→ **Task brief**
Below are the entries; return every line among them that holds the word "patch".

+++ Available data

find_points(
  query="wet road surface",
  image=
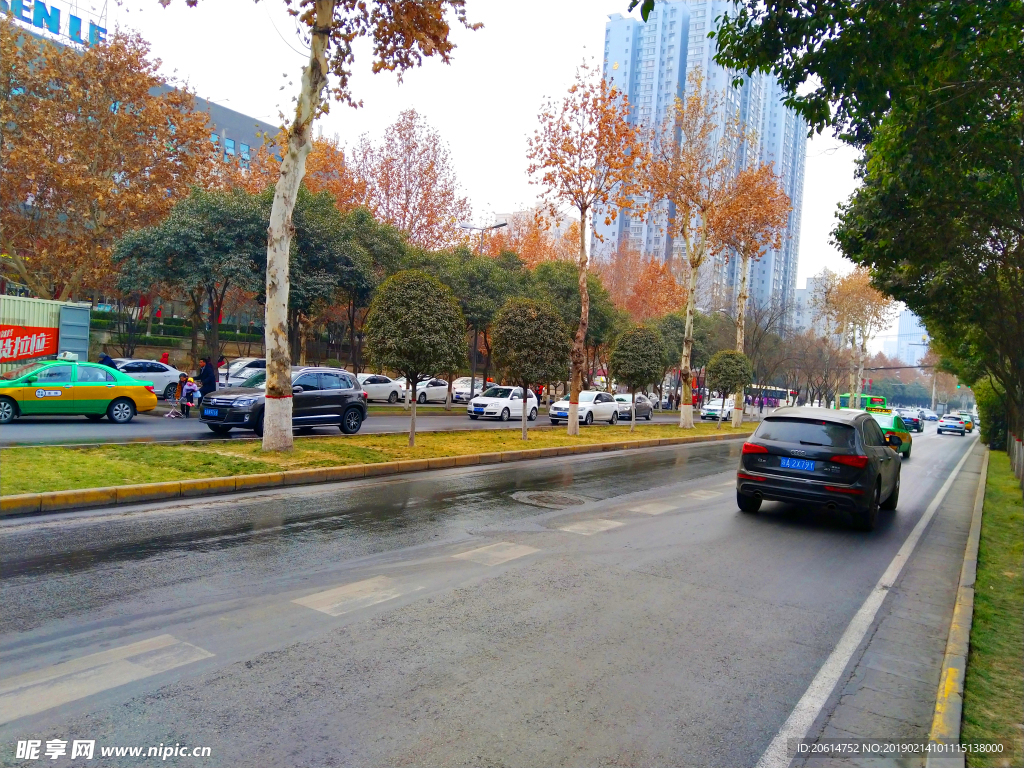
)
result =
(587, 610)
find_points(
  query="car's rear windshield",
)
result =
(17, 373)
(807, 432)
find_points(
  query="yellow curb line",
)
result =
(949, 698)
(58, 501)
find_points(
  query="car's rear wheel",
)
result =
(747, 503)
(890, 504)
(121, 411)
(7, 410)
(351, 421)
(867, 518)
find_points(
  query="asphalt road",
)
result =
(53, 430)
(601, 610)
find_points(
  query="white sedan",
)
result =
(163, 377)
(593, 407)
(503, 403)
(380, 387)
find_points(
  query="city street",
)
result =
(51, 430)
(581, 611)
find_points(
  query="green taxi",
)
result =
(75, 388)
(892, 424)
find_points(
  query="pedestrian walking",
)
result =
(188, 392)
(207, 377)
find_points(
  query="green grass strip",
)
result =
(993, 695)
(34, 470)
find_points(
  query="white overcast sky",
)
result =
(484, 103)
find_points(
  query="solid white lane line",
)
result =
(705, 495)
(44, 689)
(350, 597)
(817, 693)
(653, 508)
(589, 527)
(496, 554)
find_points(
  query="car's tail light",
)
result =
(851, 461)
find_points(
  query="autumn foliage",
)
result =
(93, 145)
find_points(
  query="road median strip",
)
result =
(62, 501)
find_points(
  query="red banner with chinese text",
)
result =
(24, 342)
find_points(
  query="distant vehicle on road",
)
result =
(73, 388)
(502, 403)
(242, 369)
(912, 419)
(380, 387)
(163, 377)
(593, 407)
(832, 459)
(320, 395)
(713, 409)
(644, 408)
(951, 423)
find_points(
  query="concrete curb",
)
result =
(949, 698)
(67, 501)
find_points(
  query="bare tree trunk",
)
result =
(412, 419)
(578, 354)
(737, 414)
(525, 408)
(686, 403)
(278, 412)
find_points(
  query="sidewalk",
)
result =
(888, 691)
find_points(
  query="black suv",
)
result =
(834, 459)
(322, 395)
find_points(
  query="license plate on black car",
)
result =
(801, 464)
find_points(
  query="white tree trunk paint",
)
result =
(278, 413)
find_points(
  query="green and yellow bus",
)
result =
(873, 400)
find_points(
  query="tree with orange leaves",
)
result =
(587, 155)
(754, 220)
(411, 183)
(89, 151)
(402, 33)
(693, 160)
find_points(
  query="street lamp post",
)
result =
(479, 247)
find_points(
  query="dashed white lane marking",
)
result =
(496, 554)
(350, 597)
(704, 495)
(653, 508)
(69, 681)
(589, 527)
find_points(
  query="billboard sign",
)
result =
(53, 20)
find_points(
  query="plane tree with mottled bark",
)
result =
(588, 156)
(402, 33)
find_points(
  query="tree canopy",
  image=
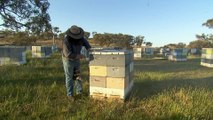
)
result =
(209, 23)
(29, 14)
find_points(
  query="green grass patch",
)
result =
(162, 90)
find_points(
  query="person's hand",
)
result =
(80, 56)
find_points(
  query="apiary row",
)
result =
(178, 55)
(207, 57)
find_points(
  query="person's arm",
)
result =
(67, 50)
(86, 44)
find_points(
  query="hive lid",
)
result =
(111, 52)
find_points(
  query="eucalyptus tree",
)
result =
(31, 15)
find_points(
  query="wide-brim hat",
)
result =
(75, 32)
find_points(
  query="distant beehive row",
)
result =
(17, 54)
(41, 51)
(207, 57)
(12, 55)
(178, 55)
(111, 73)
(139, 52)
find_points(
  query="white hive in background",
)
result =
(207, 57)
(41, 51)
(178, 55)
(12, 55)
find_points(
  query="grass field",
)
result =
(163, 90)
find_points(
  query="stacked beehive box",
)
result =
(12, 55)
(148, 51)
(178, 55)
(207, 57)
(111, 73)
(41, 51)
(137, 52)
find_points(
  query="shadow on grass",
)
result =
(166, 66)
(147, 88)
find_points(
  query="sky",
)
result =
(160, 21)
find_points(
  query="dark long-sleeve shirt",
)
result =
(72, 48)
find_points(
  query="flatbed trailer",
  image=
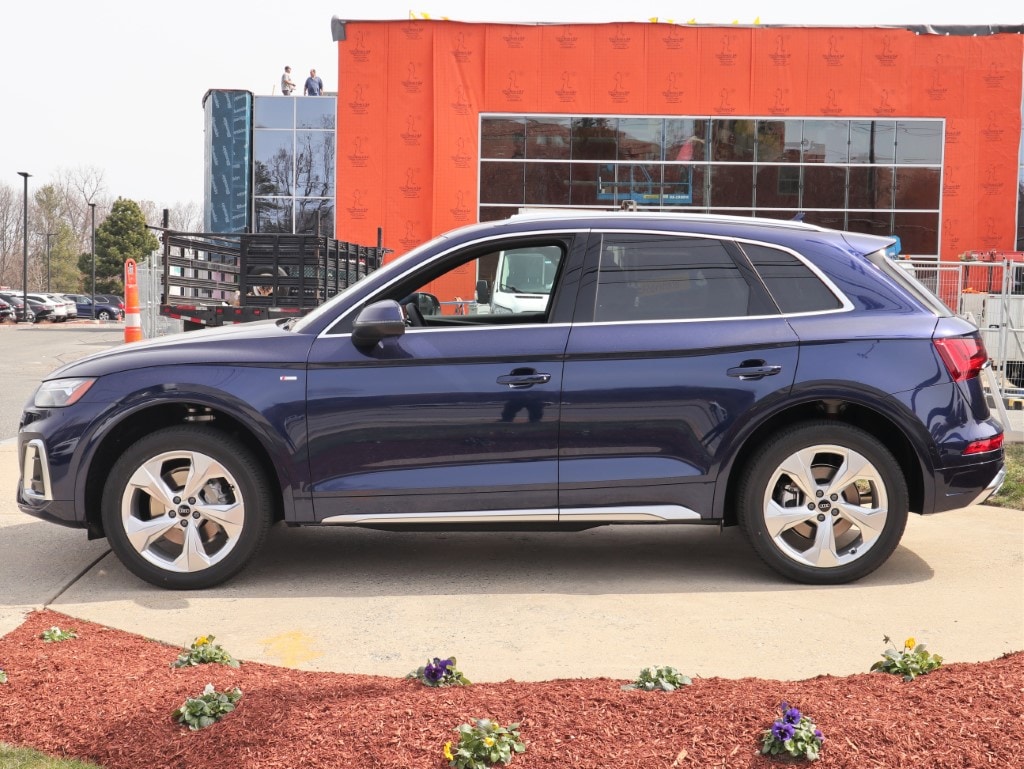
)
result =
(212, 279)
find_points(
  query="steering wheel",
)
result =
(413, 315)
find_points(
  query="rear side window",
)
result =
(794, 286)
(666, 278)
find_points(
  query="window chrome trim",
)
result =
(441, 255)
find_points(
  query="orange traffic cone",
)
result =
(133, 319)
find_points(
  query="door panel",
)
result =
(686, 346)
(448, 420)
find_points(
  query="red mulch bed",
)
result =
(107, 697)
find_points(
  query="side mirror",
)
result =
(482, 292)
(377, 322)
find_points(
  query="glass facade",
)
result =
(294, 164)
(878, 176)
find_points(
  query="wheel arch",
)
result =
(148, 419)
(842, 410)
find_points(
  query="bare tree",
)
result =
(10, 235)
(77, 188)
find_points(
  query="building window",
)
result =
(880, 176)
(294, 163)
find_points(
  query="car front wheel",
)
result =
(186, 507)
(823, 503)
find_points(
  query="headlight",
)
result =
(59, 392)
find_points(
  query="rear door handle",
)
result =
(521, 378)
(754, 370)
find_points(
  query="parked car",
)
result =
(114, 300)
(15, 301)
(55, 309)
(69, 304)
(773, 375)
(102, 310)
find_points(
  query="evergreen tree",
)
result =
(122, 236)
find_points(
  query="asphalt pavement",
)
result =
(527, 606)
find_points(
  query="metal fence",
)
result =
(151, 276)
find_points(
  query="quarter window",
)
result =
(794, 286)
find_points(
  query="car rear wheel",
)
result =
(823, 503)
(186, 507)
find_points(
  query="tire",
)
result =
(793, 484)
(174, 539)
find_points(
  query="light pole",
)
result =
(25, 239)
(93, 207)
(48, 236)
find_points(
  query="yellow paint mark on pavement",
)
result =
(292, 648)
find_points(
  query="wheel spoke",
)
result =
(854, 468)
(779, 519)
(193, 557)
(203, 469)
(141, 533)
(228, 517)
(822, 552)
(799, 468)
(147, 478)
(870, 521)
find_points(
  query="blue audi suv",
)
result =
(649, 369)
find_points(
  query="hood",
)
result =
(262, 342)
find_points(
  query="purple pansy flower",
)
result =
(781, 731)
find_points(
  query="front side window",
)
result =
(513, 283)
(665, 278)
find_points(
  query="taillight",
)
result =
(964, 356)
(988, 444)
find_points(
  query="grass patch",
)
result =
(1012, 494)
(24, 758)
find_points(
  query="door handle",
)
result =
(521, 378)
(754, 370)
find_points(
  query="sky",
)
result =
(118, 85)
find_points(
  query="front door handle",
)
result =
(754, 370)
(521, 378)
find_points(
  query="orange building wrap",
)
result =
(411, 93)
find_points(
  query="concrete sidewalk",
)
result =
(539, 606)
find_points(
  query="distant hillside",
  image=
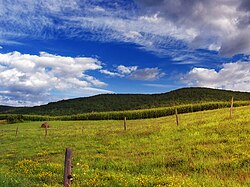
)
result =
(6, 108)
(118, 102)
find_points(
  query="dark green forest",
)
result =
(121, 102)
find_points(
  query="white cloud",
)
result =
(158, 26)
(135, 73)
(147, 74)
(232, 76)
(126, 69)
(158, 85)
(28, 79)
(112, 74)
(214, 25)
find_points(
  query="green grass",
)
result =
(207, 149)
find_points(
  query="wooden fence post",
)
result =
(125, 124)
(67, 168)
(231, 108)
(17, 131)
(177, 117)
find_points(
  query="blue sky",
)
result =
(59, 49)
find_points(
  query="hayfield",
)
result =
(206, 149)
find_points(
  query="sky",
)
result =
(52, 50)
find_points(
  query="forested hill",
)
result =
(118, 102)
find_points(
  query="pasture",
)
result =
(206, 149)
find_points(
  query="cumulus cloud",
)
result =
(217, 25)
(135, 73)
(232, 76)
(164, 26)
(30, 79)
(126, 69)
(147, 74)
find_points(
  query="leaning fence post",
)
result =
(67, 168)
(177, 117)
(125, 124)
(231, 108)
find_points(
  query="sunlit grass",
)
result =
(206, 149)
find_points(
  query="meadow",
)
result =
(206, 149)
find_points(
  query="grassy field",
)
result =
(206, 149)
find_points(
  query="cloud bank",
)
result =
(164, 27)
(231, 76)
(30, 79)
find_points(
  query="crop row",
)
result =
(131, 114)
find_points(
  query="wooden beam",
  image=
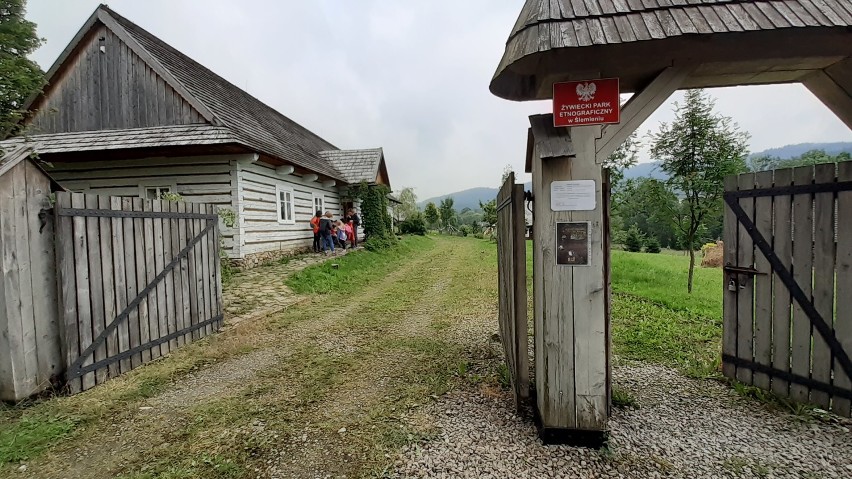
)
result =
(639, 108)
(834, 90)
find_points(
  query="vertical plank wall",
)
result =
(126, 297)
(30, 356)
(770, 340)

++++++

→ **Exercise output**
  query="green grass patch",
  query="grass patch",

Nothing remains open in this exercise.